§ What to do
Once the images are removed, set down everything else in the listing below exactly.

§ Records for this exercise
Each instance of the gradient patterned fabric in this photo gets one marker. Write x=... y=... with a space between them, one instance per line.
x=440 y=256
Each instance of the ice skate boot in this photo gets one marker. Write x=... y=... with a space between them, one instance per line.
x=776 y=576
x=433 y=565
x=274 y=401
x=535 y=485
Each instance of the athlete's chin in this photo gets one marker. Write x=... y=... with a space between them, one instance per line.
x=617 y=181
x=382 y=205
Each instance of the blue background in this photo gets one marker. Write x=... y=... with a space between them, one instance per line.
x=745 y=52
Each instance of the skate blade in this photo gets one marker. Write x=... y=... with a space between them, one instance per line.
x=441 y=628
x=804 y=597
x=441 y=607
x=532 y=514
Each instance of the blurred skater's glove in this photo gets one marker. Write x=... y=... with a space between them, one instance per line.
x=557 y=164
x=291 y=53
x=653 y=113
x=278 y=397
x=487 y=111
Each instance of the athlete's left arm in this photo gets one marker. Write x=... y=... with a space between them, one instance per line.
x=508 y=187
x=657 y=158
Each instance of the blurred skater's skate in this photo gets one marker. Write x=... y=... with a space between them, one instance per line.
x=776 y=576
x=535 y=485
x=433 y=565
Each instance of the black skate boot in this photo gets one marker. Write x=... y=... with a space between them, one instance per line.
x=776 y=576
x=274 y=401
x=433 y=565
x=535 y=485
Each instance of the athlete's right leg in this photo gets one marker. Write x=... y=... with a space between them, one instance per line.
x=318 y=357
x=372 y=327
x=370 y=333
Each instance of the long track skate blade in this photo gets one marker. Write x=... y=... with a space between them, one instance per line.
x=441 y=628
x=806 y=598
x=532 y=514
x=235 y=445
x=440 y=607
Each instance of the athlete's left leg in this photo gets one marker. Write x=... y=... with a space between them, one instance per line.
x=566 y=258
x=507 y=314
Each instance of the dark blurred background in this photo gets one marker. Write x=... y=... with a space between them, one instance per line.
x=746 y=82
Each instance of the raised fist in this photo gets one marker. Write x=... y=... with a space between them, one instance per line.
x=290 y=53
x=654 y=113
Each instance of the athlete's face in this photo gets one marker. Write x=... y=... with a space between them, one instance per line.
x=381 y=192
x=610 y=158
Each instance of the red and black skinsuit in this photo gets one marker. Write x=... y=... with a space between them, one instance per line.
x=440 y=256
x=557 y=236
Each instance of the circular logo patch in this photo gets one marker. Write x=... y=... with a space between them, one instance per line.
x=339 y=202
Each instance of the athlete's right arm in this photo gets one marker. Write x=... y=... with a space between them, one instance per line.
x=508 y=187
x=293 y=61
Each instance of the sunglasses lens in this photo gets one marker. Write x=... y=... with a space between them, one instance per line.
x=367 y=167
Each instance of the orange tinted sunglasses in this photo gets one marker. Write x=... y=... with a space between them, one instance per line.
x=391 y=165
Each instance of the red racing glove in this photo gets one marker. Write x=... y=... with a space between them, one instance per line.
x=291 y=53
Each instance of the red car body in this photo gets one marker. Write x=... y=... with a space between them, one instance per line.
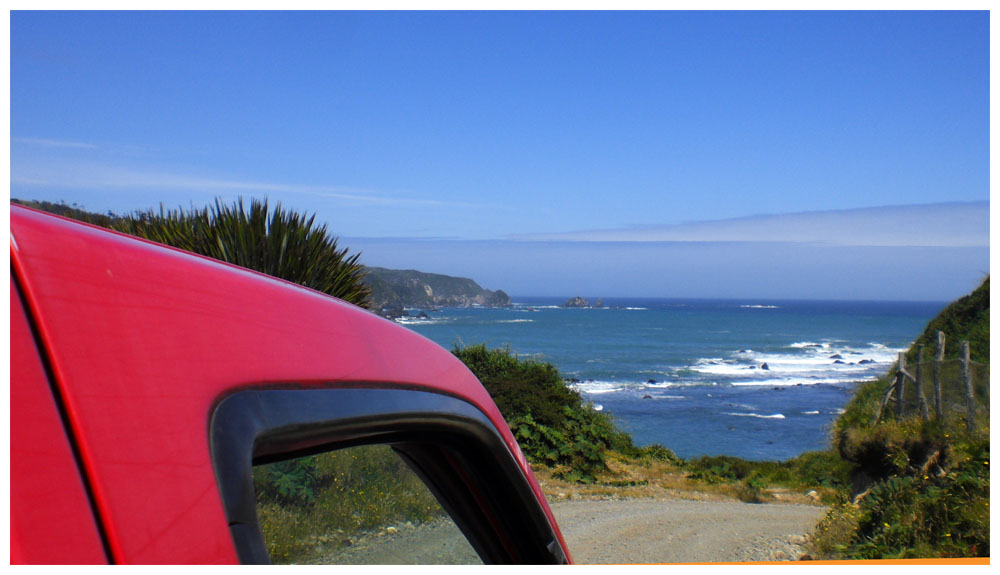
x=145 y=379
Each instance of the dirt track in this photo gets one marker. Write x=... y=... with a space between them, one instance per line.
x=625 y=531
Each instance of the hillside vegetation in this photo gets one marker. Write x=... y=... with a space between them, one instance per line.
x=392 y=290
x=920 y=487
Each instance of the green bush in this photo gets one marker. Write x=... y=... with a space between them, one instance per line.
x=928 y=515
x=277 y=242
x=550 y=421
x=315 y=505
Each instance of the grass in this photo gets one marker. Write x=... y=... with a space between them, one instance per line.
x=314 y=506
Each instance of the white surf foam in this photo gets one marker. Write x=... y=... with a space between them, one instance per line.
x=757 y=415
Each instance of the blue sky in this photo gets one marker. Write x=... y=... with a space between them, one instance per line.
x=502 y=145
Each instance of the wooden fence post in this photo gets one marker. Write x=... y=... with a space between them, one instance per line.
x=900 y=384
x=970 y=400
x=938 y=358
x=921 y=400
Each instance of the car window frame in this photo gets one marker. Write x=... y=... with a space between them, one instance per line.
x=450 y=444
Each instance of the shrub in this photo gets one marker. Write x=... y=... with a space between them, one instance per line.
x=550 y=421
x=277 y=242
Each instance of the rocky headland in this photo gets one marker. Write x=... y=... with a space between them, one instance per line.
x=393 y=291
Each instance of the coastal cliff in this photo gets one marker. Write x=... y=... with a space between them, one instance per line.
x=393 y=290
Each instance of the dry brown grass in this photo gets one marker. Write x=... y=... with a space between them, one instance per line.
x=649 y=480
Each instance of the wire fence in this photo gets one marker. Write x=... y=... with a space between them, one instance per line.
x=940 y=388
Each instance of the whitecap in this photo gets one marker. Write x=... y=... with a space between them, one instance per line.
x=757 y=415
x=597 y=387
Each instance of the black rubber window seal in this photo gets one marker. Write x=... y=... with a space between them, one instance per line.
x=450 y=444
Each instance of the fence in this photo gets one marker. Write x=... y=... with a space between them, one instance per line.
x=956 y=387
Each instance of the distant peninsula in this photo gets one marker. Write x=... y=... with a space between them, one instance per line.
x=395 y=290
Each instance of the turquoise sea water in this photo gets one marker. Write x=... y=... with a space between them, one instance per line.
x=756 y=379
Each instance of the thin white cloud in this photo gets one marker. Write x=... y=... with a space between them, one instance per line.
x=95 y=176
x=949 y=224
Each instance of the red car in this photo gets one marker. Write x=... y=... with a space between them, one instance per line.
x=146 y=382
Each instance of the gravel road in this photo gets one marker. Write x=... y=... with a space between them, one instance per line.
x=623 y=531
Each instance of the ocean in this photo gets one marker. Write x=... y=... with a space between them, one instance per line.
x=761 y=380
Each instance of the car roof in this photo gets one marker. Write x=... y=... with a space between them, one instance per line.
x=144 y=340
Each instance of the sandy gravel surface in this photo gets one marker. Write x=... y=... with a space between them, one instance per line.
x=683 y=531
x=623 y=531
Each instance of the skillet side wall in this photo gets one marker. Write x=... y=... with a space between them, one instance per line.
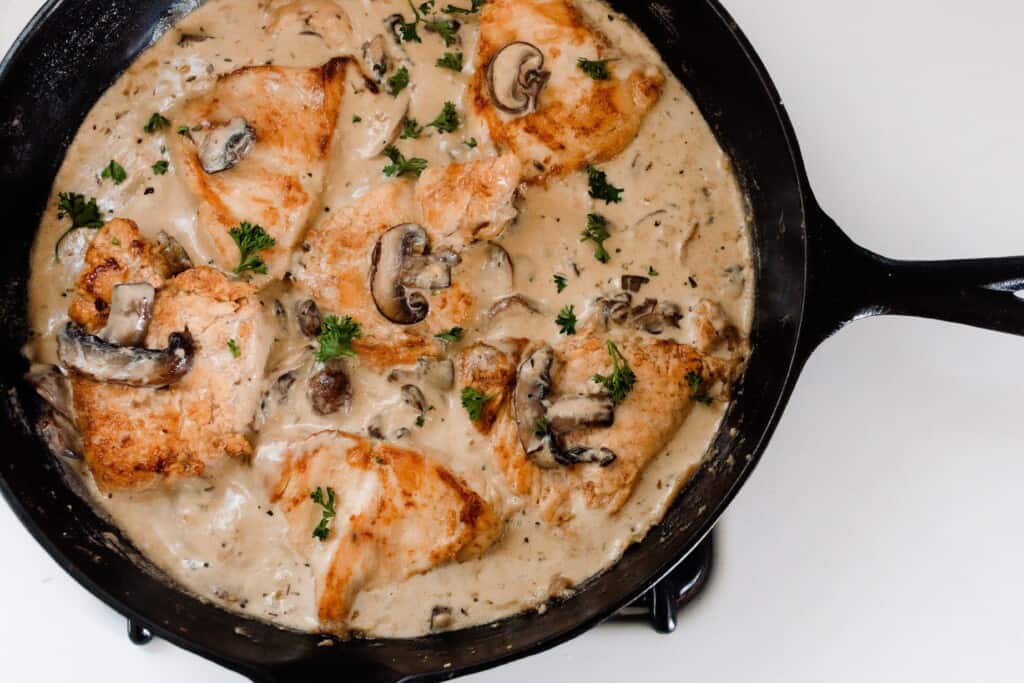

§ Task solution
Each instance of the gradient patterned fabric in this photo gets one marker. Write x=... y=... with a space between them, one instance per line.
x=440 y=256
Each instance of the ice skate boot in this photo gets one marker. Write x=... y=... with a space between them, one instance per line.
x=776 y=576
x=433 y=565
x=274 y=401
x=535 y=485
Each instance of the athlete's chin in this photo gets one marker. Write x=... y=... with a space between them, one instance per line.
x=617 y=181
x=382 y=205
Each instance of the blue background in this photo gets one marker. Write x=... y=... with a space between them, one instance per line.
x=745 y=52
Each instance of the skate blade in this photo gets one marker. Write x=... y=... with a space between them, one instance per line.
x=441 y=628
x=804 y=597
x=441 y=607
x=532 y=514
Each instance of the blurred skater's glove in this photo gets one marker. Write x=... y=... with a space between them, one instance per line.
x=557 y=164
x=291 y=53
x=653 y=113
x=278 y=397
x=487 y=111
Each instance of the athlete's left arm in this photo gets one marker. Write x=... y=... with a space between them, one instance per line.
x=508 y=187
x=657 y=158
Each instance of the blurred skater's skate in this photo gets one marker. Write x=... y=... with a space between them, one instance per line.
x=776 y=576
x=535 y=485
x=433 y=565
Each instance of the black skate boot in this photo gets one marker. Write x=... y=... with a space between them, one instance per line.
x=776 y=576
x=274 y=401
x=433 y=565
x=535 y=485
Each instance of the athlete's right leg in this photo gets one marker. Write x=... y=... with a space between them, one instance per line.
x=318 y=357
x=372 y=327
x=370 y=333
Each instance of the long track skate blade in this photo gets one marker. Write x=... y=... with a space between them, one instance per line.
x=441 y=628
x=806 y=598
x=532 y=514
x=235 y=445
x=440 y=607
Each instance of the athlete's left leg in this photo gets one marker. Write x=... y=... with a space between them, one instance per line.
x=566 y=258
x=507 y=314
Each instance of the dark blurred background in this photo gets one marker. Write x=... y=... with a space between them, one instance per line.
x=746 y=82
Each instance of the raised fist in this photo gets one marker. Write x=... y=... with a space between them, one instance per line.
x=290 y=53
x=654 y=113
Each instance of the athlete's face in this photo gets one marker. Write x=... y=... with a space between them, one instance per line.
x=381 y=192
x=610 y=158
Each instance of the red and black skinsuit in this photo gets one marker. Write x=... y=... with a space between them, one instance per line.
x=440 y=256
x=557 y=236
Each instance of the circular logo patch in this photo gets one marker. Write x=... y=... with a space between them, one instance per line.
x=339 y=202
Each instance of the athlete's right arm in this photo gets one marker. Write x=... y=... with a space between them, one instance per line.
x=508 y=187
x=293 y=61
Each instance of the sunglasses lens in this photo gets one marker. Write x=... y=... with a space between them, one instance per line.
x=367 y=167
Each instance of the orange tinted sunglasses in this photo gets one marker. Write x=... y=... with a space between them, one instance per line.
x=391 y=165
Each instance of the red racing glove in this photo gets one marker. Write x=... y=... with a space between them, one instance per line.
x=291 y=53
Each instance of the red car body in this photo gets one marker. Write x=... y=... with a space between them, one instance per line.
x=145 y=379
Each instance of the dirt track in this photo gets one marker. Write x=... y=... with a space between them, one instance per line.
x=625 y=531
Each instance of the hillside vegetation in this photo gets one marker. Write x=... y=... with a space between them, one instance per line.
x=392 y=290
x=920 y=487
Each instance of the green bush in this photo gets one marker. Write x=... y=... with a space between them, one instance per line.
x=928 y=515
x=277 y=242
x=550 y=421
x=315 y=505
Each instance of the grass in this photo gets one marker. Write x=... y=... with a space between them, one instance per line.
x=314 y=506
Each instance of the white surf foam in this photo gets one marker. Write x=... y=... with a space between them, one instance per line.
x=757 y=415
Each instance of the blue sky in this photo gets one marker. Write x=... y=... with a space between them, one instance per line.
x=502 y=145
Each instance of the wooden fence post in this photo gets one marker. Write x=... y=... with a space between them, one instance per line.
x=900 y=384
x=970 y=400
x=938 y=358
x=921 y=400
Each instance of the car window frame in this photo gets one marker. Write x=... y=... with a space between them, one instance per line.
x=450 y=444
Each instance of the shrub in this photo gets one marker. Write x=... y=... with a space between them, one instance per line.
x=550 y=421
x=277 y=242
Each instance of the rocky headland in this photo gets one marker. Write x=... y=... with a space between them, one instance per line.
x=393 y=291
Each instance of the coastal cliff in this photo gets one marker. Write x=... y=... with a space between them, one instance per line.
x=393 y=290
Each instance of the dry brown grass in this photo gets one marker. Write x=... y=... with a space between them, one instance per line.
x=649 y=480
Each instance of the wire fence in this photo gets one marker. Write x=... y=... with a space between them, one instance per line.
x=940 y=388
Each instance of the whitecap in this photo gets one marker. Write x=... y=... with a space between them, one instance per line.
x=757 y=415
x=597 y=387
Each instance of the black rubber window seal in this photo gets one marker. Write x=... y=... with a space between them, one instance per line.
x=450 y=444
Each instance of the fence in this photo gets one marker. Write x=... y=... with a space between them, one instance per line.
x=956 y=387
Each instance of the distant peninsula in this photo gets one marker. Write x=... y=... with a space between them, one instance per line.
x=395 y=290
Each instance of the turquoise sea water in this photo gets one marker. Write x=... y=... with a space between them, one instance per line.
x=756 y=379
Each instance of the thin white cloud in this photo gets one marker. Write x=... y=... with a space between them, one instance per line.
x=95 y=176
x=949 y=224
Each instance of the red car in this photo gets one marker. Write x=... y=... with a space between them, one instance per line.
x=146 y=382
Each instance of the gravel road in this photo gets one marker. Write x=... y=... with a space between them, one instance per line.
x=623 y=531
Each instance of the ocean in this photo gets one marker. Write x=... y=... with a space between them, one instance per line.
x=761 y=380
Each instance of the car roof in this photo gets one marker. Write x=... y=... with a space between them, one instance per line.
x=144 y=340
Each instance of the sandy gravel surface in this photo gets one marker. Write x=... y=... with a space between them, one instance per line.
x=683 y=531
x=623 y=531
Each instance of the skillet side wall in this photo gets one marker. Write x=... y=... with a space between them, one instance per line.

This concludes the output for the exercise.